A dynamic, extensible Python client for the APIHUB service supporting any APIs following the extract → status → retrieve pattern
Project description
ApiHub Python Client
A Python client for the ApiHub service that provides a clean, Pythonic interface for document processing APIs following the extract → status → retrieve pattern.
🚀 Features
- Simple API Interface: Clean, easy-to-use client for ApiHub services
- File Processing: Support for document processing with file uploads
- Status Monitoring: Track processing status with polling capabilities
- Error Handling: Comprehensive exception handling with meaningful messages
- Flexible Parameters: Support for custom parameters and configurations
- Automatic Polling: Optional wait-for-completion functionality
- Type Safety: Full type hints for better development experience
📦 Installation
pip install apihub-python-client
Or install from source:
git clone https://github.com/Zipstack/apihub-python-client.git
cd apihub-python-client
pip install -e .
🎯 Quick Start
Basic Usage
from apihub_client import ApiHubClient
# Initialize the client
client = ApiHubClient(
api_key="your-api-key-here",
base_url="https://api-hub.us-central.unstract.com/api/v1"
)
# Process a document with automatic completion waiting
result = client.extract(
endpoint="bank_statement",
vertical="table",
sub_vertical="bank_statement",
file_path="statement.pdf",
wait_for_completion=True,
polling_interval=3 # Check status every 3 seconds
)
print("Processing completed!")
print(result)
🛠️ Common Use Cases
All Table Extraction API
# Step 1: Discover tables from the uploaded PDF
initial_result = client.extract(
endpoint="discover_tables",
vertical="table",
sub_vertical="discover_tables",
ext_cache_result="true",
ext_cache_text="true",
file_path="statement.pdf"
)
file_hash = initial_result.get("file_hash")
print("File hash", file_hash)
discover_tables_result = client.wait_for_complete(file_hash,
timeout=600, # max wait for 10 mins
polling_interval=3 # polling every 3s
)
tables = json.loads(discover_tables_result['data'])
print(f"Total tables in this document: {len(tables)}")

* Task instructions *
**A)** Answer these from the ApiHub client description above:
(i) What pip command installs the package?
(ii) What endpoint does the Basic Usage example pass to client.extract?
(iii) What timeout value is given to wait_for_complete in the table extraction example?
**B)** Resume the ApiHub client description above, starting right after its last line.

* Material *
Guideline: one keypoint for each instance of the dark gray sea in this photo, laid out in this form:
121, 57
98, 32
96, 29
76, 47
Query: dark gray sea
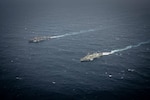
51, 69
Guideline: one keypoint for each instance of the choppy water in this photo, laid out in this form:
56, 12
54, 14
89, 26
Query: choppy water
51, 70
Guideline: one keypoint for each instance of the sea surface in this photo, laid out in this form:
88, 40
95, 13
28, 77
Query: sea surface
51, 69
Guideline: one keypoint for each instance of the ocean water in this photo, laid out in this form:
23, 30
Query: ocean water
51, 70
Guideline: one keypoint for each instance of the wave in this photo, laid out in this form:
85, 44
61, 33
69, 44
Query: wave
91, 57
130, 46
73, 33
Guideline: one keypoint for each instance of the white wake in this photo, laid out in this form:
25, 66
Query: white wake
126, 48
74, 33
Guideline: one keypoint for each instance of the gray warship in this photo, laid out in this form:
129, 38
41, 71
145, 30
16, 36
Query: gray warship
91, 57
39, 39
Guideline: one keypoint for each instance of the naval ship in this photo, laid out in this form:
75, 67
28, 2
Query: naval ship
39, 39
91, 57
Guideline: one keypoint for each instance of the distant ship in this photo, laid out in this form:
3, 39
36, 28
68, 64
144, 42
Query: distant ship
91, 57
39, 39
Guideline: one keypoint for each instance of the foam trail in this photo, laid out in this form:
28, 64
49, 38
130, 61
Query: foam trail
129, 47
74, 33
91, 57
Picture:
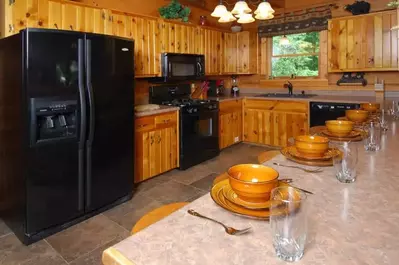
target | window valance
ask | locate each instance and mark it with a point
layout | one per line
(314, 19)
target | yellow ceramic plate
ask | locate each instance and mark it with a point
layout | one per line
(231, 196)
(219, 198)
(352, 134)
(331, 153)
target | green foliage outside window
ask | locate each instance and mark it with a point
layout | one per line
(299, 58)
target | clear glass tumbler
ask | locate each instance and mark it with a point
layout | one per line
(372, 142)
(288, 220)
(383, 121)
(346, 163)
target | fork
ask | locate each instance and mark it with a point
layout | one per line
(229, 230)
(317, 170)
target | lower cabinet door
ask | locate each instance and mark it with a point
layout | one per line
(156, 152)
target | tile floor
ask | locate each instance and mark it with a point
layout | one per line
(85, 242)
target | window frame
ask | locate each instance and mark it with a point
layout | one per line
(271, 56)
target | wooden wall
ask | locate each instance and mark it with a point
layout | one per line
(326, 81)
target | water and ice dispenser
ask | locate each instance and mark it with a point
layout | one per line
(53, 119)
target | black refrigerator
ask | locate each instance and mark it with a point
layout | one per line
(66, 130)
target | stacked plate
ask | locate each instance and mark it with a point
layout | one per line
(325, 160)
(223, 195)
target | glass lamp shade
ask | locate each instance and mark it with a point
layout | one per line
(284, 41)
(264, 8)
(261, 16)
(227, 17)
(241, 7)
(246, 18)
(219, 11)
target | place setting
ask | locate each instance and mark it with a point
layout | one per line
(310, 150)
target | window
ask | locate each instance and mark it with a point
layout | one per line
(299, 58)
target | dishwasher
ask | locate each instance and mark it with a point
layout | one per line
(320, 112)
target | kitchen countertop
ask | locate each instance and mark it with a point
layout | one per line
(162, 109)
(322, 98)
(353, 223)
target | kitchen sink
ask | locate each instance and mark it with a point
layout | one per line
(286, 95)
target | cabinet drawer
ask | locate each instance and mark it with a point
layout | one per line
(230, 106)
(145, 123)
(168, 118)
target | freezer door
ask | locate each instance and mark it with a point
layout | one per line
(54, 186)
(110, 97)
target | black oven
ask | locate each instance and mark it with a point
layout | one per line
(199, 133)
(177, 67)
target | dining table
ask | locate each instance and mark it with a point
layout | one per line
(348, 223)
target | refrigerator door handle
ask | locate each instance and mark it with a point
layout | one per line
(91, 123)
(83, 113)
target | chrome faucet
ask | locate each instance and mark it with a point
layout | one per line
(290, 87)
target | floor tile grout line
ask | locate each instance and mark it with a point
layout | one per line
(90, 252)
(114, 222)
(10, 233)
(59, 254)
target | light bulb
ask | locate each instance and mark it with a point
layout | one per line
(219, 11)
(241, 7)
(246, 18)
(226, 18)
(284, 41)
(264, 17)
(264, 8)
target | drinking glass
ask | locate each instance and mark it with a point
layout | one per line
(345, 164)
(383, 121)
(373, 136)
(288, 220)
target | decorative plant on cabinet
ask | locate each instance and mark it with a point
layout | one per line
(175, 10)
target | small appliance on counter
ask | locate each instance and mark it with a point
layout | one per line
(216, 88)
(320, 112)
(235, 91)
(199, 123)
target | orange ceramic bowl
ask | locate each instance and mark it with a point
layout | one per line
(253, 183)
(311, 146)
(371, 107)
(357, 115)
(339, 128)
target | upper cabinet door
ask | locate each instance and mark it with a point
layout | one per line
(72, 17)
(247, 60)
(213, 42)
(229, 50)
(363, 43)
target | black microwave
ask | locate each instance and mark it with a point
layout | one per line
(177, 67)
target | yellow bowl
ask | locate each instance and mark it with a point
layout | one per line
(251, 182)
(339, 128)
(357, 115)
(371, 107)
(311, 146)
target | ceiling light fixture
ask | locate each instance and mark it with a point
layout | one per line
(242, 11)
(227, 17)
(220, 10)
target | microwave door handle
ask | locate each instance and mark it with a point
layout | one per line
(199, 68)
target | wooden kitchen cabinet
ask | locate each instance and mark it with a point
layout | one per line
(363, 43)
(247, 49)
(273, 122)
(213, 55)
(156, 145)
(179, 38)
(239, 53)
(230, 123)
(229, 50)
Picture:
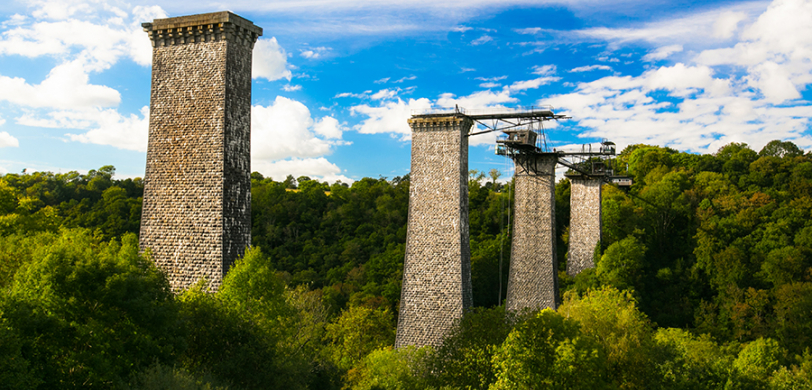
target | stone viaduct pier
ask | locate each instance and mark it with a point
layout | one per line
(585, 221)
(196, 217)
(436, 289)
(533, 277)
(436, 286)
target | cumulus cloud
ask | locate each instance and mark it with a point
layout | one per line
(270, 60)
(390, 117)
(87, 37)
(286, 140)
(662, 52)
(775, 51)
(531, 84)
(7, 140)
(384, 94)
(66, 87)
(482, 40)
(706, 113)
(286, 129)
(544, 70)
(701, 29)
(727, 23)
(589, 68)
(748, 92)
(315, 52)
(402, 79)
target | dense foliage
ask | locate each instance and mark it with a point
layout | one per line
(703, 279)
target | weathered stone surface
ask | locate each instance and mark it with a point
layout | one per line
(437, 269)
(533, 278)
(196, 217)
(585, 223)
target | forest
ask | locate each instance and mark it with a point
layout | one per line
(703, 280)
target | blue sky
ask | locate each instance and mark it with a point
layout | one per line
(335, 80)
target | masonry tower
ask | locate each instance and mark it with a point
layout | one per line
(437, 268)
(533, 277)
(585, 222)
(196, 217)
(589, 170)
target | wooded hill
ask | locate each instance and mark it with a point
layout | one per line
(704, 280)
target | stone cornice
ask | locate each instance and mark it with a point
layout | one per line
(213, 27)
(445, 123)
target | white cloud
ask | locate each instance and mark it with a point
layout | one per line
(775, 51)
(702, 113)
(270, 60)
(662, 52)
(528, 31)
(285, 140)
(491, 79)
(402, 79)
(481, 40)
(390, 117)
(113, 129)
(314, 53)
(355, 95)
(101, 33)
(384, 94)
(545, 70)
(7, 140)
(328, 127)
(477, 100)
(66, 87)
(589, 68)
(698, 28)
(531, 84)
(727, 23)
(286, 129)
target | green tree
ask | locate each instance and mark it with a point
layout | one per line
(548, 351)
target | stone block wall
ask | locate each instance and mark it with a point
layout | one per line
(196, 217)
(533, 277)
(437, 269)
(585, 223)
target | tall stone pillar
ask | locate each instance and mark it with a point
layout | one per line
(533, 278)
(437, 269)
(196, 218)
(585, 222)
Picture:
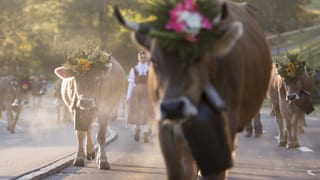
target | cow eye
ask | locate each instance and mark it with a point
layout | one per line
(155, 63)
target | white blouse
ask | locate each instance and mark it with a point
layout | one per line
(142, 69)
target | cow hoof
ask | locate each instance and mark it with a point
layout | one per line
(91, 156)
(104, 165)
(293, 145)
(136, 138)
(301, 130)
(258, 134)
(282, 144)
(78, 162)
(248, 135)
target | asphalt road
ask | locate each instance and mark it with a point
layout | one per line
(256, 159)
(39, 140)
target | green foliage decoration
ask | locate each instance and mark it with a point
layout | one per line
(290, 68)
(87, 61)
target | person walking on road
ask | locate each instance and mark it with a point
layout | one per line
(140, 110)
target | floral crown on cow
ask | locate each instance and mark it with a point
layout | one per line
(86, 60)
(185, 25)
(290, 67)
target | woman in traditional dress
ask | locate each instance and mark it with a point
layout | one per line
(140, 111)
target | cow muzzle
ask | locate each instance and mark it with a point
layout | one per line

* Expected results *
**A)**
(i) pip install apihub-python-client
(ii) "bank_statement"
(iii) 600, a maximum wait of 10 minutes

**B)**
all_table_result = []
# Step 2: Extract specific table
for i, table in enumerate(tables):
table_result = client.extract(
endpoint="extract_table",
vertical="table",
sub_vertical="extract_table",
file_hash=file_hash,
ext_table_no=i, # extracting nth table
wait_for_completion=True
)
print(f"Extracted table : {table['table_name']}")
all_table_result.append({table["table_name"]: table_result})
print("All table result")
print(all_table_result)
Bank Statement Extraction API
# Process bank statement
result = client.extract(
endpoint="bank_statement",
vertical="table",
sub_vertical="bank_statement",
file_path="bank_statement.pdf",
wait_for_completion=True,
polling_interval=3
)
print("Bank statement processed:", result)
Step-by-Step Processing
# Step 1: Start processing
initial_result = client.extract(
endpoint="discover_tables",
vertical="table",
sub_vertical="discover_tables",
file_path="document.pdf"
)
file_hash = initial_result["file_hash"]
print(f"Processing started with hash: {file_hash}")
# Step 2: Monitor status
status = client.get_status(file_hash)
print(f"Current status: {status['status']}")
# Step 3: Wait for completion (using wait_for_complete method)
final_result = client.wait_for_complete(
file_hash=file_hash,
timeout=600, # Wait up to 10 minutes
polling_interval=3 # Check every 3 seconds
)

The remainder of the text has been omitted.